The definition of the spectrum of a quantity (i.e. the allowed values) is still an open problem. We leave here the latest attempt, more for inspiration and reference.

\begin{defn}
	Let $\Ens$ be an ensemble space and let $F : \Ens \to \mathbb{R}$ be a statistical quantity. Let $x,y \in \mathbb{R}$ such that $x \leq y$. We say $\ens[a]$ is \textbf{within $[x,y]$ of $F$} if $F(\ens) \in [x,y]$ for every component $\ens$ of $\ens[a]$. Analogous definitions apply for intervals bounded only on one side.
	
	We say $\ens[a] \in \Ens$ is \textbf{supported by $[x,y]$ of $F$} if:
	\begin{enumerate}
		\item $\ens[a]$ is within $[x,y]$ of $F$
		\item let $\ens$ be in the flat generated by $\ens[a]$ and all ensembles within $(-\infty,x]$, then $F(\ens) \leq F(\ens[a])$
		\item let $\ens$ be in the flat generated by $\ens[a]$ and all ensembles within $[y, +\infty)$, then $F(\ens[a]) \leq F(\ens)$.
	\end{enumerate}
	Analogous definition applies for intervals bounded only on one side.
	
	An \textbf{eigenstate} of $F$ is an ensemble $\ens[a] \in \Ens$ that is supported by a singleton $U=[a,a]$, where $a \in \mathbb{R}$ is called the respective \textbf{eigenvalue}. 
\end{defn}

\begin{prop}
	Let $\Ens$ be a discrete classical ensemble space over the set of points $X$, and $F$ a statistical quantity. Then $F(X)$ is the set of possible eigenvalues, and an eigenstate is any ensemble that can be expressed as a mixture of points with the same eigenvalue.
\end{prop}

\begin{proof}
	First we show that any extreme point $\ens[a] \in \Ens$ is an eigenstate with eigenvalue $F(\ens[a])$. First, we have $F(\ens[a]) \in [F(\ens[a]), F(\ens[a])]$, which satisfies the first condition for the support. Now let $\ens[b] \in \Ens$ be an ensemble within $(-\infty, F(\ens[a])]$. Let $\{\ens_i\}$ be the set of extreme points that are components of $\ens[b]$. Since $\{\ens_i\}$ are components of $\ens[b]$, $F(\ens_i) \leq F(\ens[a])$ since $\ens[b]$ is within $(-\infty, F(\ens[a])]$. Recall that orthogonality, for a classical space, coincides with disjoint support of the probability distribution. Also recall that, in a discrete classical ensemble space, all ensembles can be decomposed in terms of the extreme points. Then $\langle \{\ens[a], \ens[b]\} \rangle_{\ortho}$ is exactly $\hull(\{\ens_i\} \cup \{\ens[a]\})$. Given the linearity of $F$, for any convex combination $\ens$ of $\ens_i$ and $\ens[a]$ we have $F(\ens) \leq F(\ens[a])$. This satisfies the second condition for the support. The argument can be repeated with the upper bound, so the third condition is also satisfies. This means that any extreme point is $\ens[a]$ is an eigenstate of $F$ with eigenvalue $F(\ens[a])$.

WRITTEN INSTRUCTION A: Reproduce the stretch of the excerpt on spectra and eigenstates from "We say $\ens[a] \in" through "then $F(\ens[a]) \leq F(\ens)$." word for word.

[Stored entries]
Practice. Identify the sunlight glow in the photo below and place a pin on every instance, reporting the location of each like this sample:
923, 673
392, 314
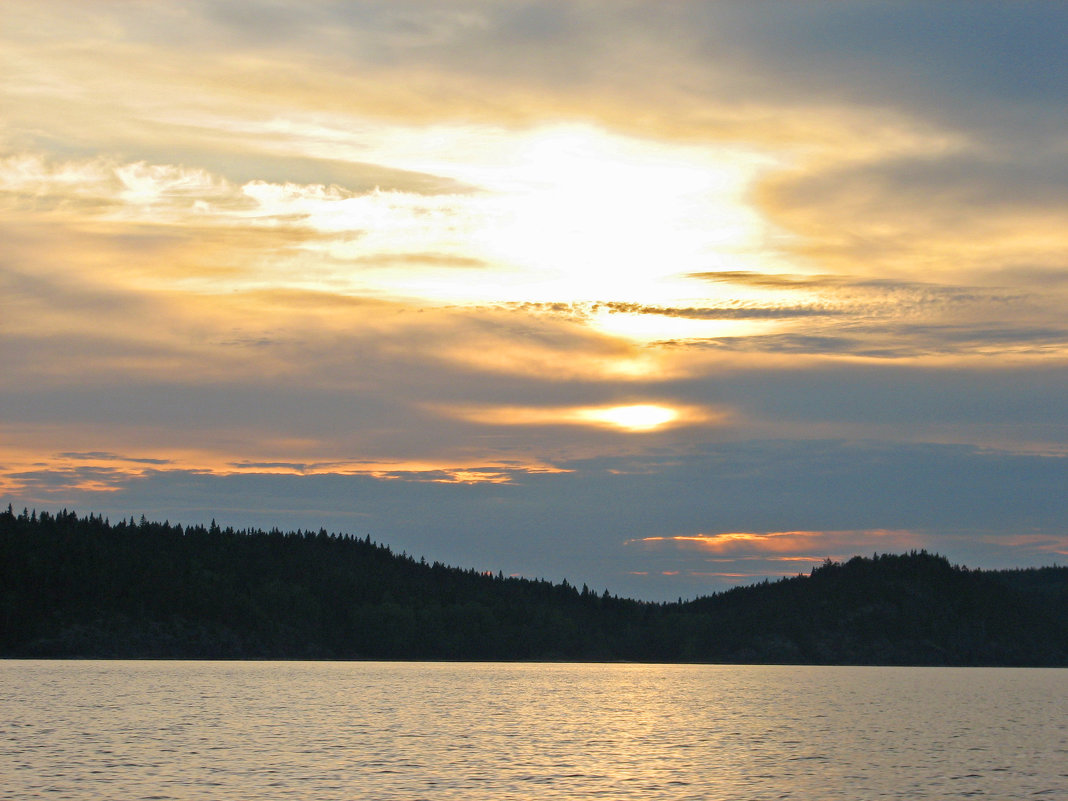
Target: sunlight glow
639, 418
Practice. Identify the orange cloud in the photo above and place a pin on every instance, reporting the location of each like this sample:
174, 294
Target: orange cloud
786, 546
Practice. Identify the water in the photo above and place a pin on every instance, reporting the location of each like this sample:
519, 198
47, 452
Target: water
240, 731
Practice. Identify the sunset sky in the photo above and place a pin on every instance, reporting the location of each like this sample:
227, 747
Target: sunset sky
660, 297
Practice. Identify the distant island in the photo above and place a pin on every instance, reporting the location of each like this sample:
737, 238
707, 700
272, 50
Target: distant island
84, 587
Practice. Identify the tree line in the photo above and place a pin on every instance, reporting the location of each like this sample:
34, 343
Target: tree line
82, 586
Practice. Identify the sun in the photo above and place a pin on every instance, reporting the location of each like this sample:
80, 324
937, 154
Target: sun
637, 418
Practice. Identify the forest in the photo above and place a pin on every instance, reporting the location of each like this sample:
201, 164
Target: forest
83, 587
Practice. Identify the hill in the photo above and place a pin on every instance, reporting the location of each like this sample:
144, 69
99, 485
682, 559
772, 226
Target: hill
75, 586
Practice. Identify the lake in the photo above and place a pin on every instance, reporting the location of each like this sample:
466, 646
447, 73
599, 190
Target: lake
221, 731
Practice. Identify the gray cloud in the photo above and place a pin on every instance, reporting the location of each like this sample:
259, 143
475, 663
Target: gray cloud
971, 504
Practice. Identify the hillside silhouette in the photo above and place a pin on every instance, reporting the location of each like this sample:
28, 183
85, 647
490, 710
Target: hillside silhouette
81, 586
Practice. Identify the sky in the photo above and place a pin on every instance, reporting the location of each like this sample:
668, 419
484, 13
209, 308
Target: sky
656, 297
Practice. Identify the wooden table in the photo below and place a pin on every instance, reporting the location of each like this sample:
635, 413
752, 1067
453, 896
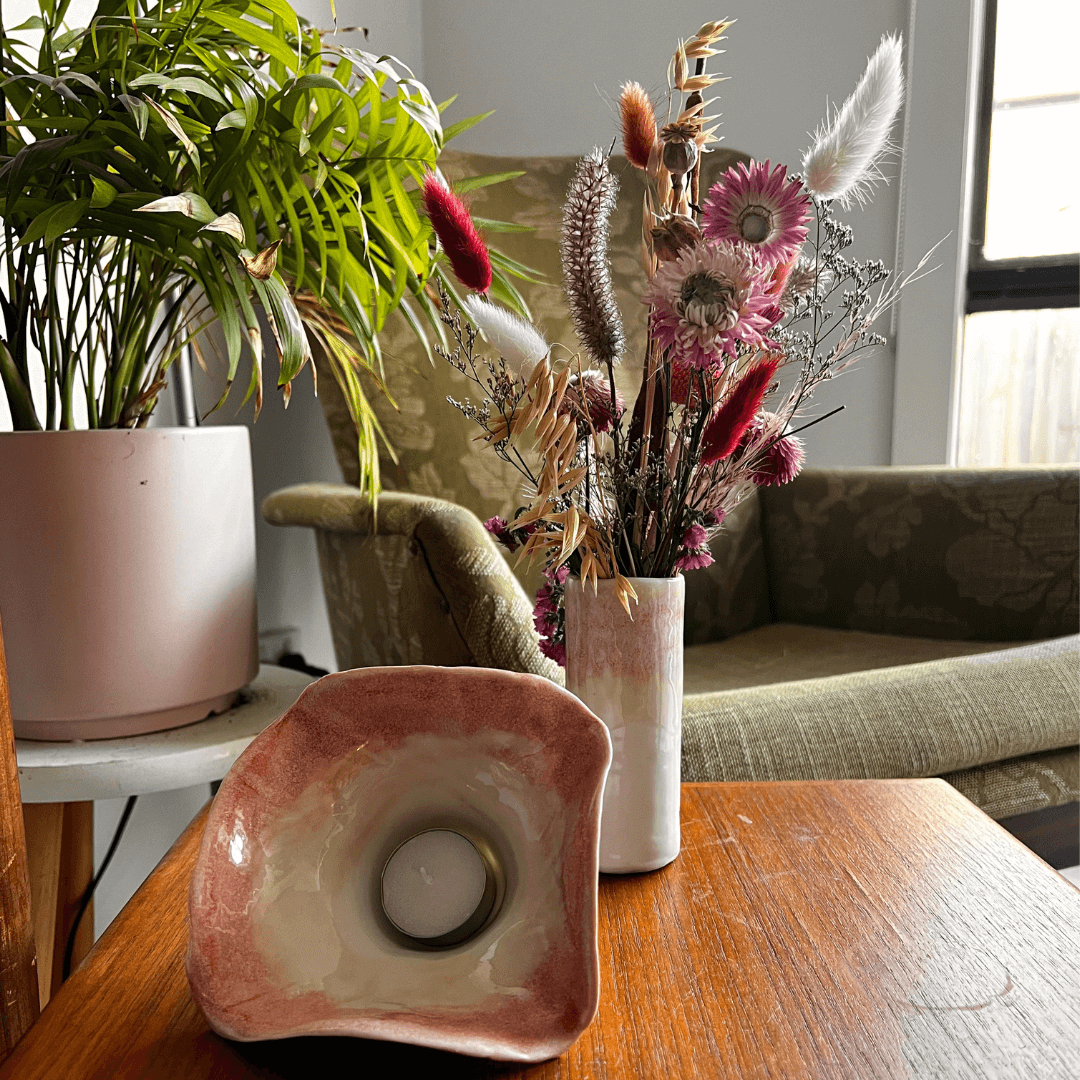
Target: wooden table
853, 929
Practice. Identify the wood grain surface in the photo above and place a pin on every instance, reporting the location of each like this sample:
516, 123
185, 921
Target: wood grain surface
44, 838
852, 929
18, 976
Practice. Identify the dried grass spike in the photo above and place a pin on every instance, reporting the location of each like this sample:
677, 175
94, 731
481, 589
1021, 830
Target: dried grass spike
586, 270
638, 124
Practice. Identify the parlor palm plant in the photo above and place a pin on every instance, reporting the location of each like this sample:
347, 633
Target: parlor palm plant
181, 162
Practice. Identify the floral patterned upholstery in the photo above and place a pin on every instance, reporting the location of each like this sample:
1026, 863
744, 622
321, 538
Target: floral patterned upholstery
854, 622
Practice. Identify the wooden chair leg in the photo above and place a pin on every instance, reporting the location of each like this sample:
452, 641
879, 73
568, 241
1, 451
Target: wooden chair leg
44, 828
59, 840
77, 869
18, 989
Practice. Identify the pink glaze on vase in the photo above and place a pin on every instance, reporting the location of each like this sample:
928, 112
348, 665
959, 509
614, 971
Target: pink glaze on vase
630, 673
287, 933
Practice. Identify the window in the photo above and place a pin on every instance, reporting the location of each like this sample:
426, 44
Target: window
1020, 375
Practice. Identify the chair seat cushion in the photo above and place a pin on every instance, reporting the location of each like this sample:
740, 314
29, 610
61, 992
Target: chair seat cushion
838, 704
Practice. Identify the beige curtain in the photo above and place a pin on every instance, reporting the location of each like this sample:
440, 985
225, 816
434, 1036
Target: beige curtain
1020, 388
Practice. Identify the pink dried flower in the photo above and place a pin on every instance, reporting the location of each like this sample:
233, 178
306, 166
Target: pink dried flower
454, 226
554, 650
545, 599
782, 462
684, 386
500, 529
758, 207
696, 537
706, 301
696, 559
727, 428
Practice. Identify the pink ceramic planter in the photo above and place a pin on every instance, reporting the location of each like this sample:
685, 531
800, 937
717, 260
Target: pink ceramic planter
126, 578
287, 934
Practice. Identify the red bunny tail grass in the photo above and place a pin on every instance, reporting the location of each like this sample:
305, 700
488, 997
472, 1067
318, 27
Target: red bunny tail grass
454, 226
638, 124
736, 415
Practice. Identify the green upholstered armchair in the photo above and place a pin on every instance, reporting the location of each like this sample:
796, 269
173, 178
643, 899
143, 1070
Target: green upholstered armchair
858, 622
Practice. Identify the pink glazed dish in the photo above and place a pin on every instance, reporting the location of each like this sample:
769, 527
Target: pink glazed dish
294, 925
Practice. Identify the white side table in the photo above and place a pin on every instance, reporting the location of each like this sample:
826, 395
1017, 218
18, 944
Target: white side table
61, 780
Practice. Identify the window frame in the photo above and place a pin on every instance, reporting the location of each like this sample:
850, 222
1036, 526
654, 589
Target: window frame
1012, 284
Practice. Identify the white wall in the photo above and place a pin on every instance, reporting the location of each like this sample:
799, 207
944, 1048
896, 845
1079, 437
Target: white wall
553, 69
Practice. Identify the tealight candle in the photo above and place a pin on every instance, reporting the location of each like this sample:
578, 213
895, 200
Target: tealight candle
436, 888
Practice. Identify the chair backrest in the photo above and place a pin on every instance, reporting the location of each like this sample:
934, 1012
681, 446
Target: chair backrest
18, 977
970, 554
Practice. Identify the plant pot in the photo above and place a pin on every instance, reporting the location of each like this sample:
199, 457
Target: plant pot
126, 578
630, 674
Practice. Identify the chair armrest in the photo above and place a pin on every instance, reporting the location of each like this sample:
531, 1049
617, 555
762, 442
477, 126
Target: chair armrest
472, 580
974, 554
890, 723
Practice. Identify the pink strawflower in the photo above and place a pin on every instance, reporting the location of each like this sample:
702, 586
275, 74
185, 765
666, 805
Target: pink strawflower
696, 559
782, 462
758, 207
554, 650
696, 537
706, 301
500, 529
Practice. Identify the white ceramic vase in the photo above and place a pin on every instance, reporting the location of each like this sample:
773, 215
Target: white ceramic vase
630, 674
126, 578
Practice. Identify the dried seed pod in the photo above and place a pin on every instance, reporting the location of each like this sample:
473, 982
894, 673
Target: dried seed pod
680, 148
674, 237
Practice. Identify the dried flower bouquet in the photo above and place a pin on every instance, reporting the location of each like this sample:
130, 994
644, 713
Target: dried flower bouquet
745, 282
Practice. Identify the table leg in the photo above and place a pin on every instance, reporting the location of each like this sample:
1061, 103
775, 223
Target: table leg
59, 844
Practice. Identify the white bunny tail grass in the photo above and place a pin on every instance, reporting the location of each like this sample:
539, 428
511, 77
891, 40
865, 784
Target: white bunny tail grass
521, 345
842, 163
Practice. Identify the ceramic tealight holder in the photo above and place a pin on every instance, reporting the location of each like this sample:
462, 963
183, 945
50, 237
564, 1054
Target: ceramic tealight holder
408, 853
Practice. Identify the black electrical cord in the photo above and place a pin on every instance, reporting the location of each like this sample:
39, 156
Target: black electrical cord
89, 893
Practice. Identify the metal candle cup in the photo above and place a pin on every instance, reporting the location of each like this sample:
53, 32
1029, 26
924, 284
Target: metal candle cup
437, 888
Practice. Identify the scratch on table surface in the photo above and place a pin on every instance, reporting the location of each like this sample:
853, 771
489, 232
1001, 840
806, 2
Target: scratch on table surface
974, 1008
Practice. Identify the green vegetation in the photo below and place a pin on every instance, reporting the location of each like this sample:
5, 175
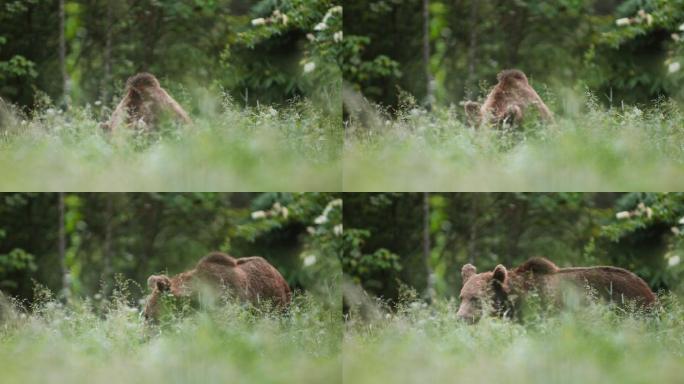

WRITTEN INSTRUCTION B: Write out the stored entries again from the line containing "Practice. Identify the table" through the end of the stored entries, keeping every request line, and shift each answer coordinate up by 7. Leave the pictures out.

PROBLEM SOLUTION A:
We say $\ens[a] \in \Ens$ is \textbf{supported by $[x,y]$ of $F$} if:
	\begin{enumerate}
		\item $\ens[a]$ is within $[x,y]$ of $F$
		\item let $\ens$ be in the flat generated by $\ens[a]$ and all ensembles within $(-\infty,x]$, then $F(\ens) \leq F(\ens[a])$
		\item let $\ens$ be in the flat generated by $\ens[a]$ and all ensembles within $[y, +\infty)$, then $F(\ens[a]) \leq F(\ens)$.

PROBLEM SOLUTION B:
Practice. Identify the table leg in the photo above and place a pin on every instance, reporting the location of each like this sample:
1061, 103
775, 223
Target: table leg
66, 851
Practice. Identify the white bunny tail grass in the photo above and place a pin on every instance, reporting the location of each like this sample:
539, 428
511, 77
891, 40
865, 784
Target: white bunny tail grass
528, 352
849, 170
Practice. Identify the ceramic tealight holder in the photo above and place a pin on every instance, reporting the location of each like this sample:
462, 963
183, 945
50, 237
564, 1054
Target: ceramic tealight holder
415, 860
Practice. Identify the black electrical cord in the photo above and place a pin on every instance, reporting the location of each like this sample:
39, 156
Target: black electrical cord
96, 900
Practice. Identify the metal candle cup in the photo above and place a pin on every instance, reporting the location of each like this sample:
53, 32
1029, 26
924, 284
Target: metal candle cup
444, 895
Practice. Identify the scratch on table surface in the photo above and place a pin on every instance, reporting the location of each like this sample:
853, 771
489, 232
1001, 840
806, 2
Target: scratch on table surface
981, 1015
Practice. Identify the green vegetation in the photo below and place a pin on every instance, reporting the location of each like this sample:
5, 175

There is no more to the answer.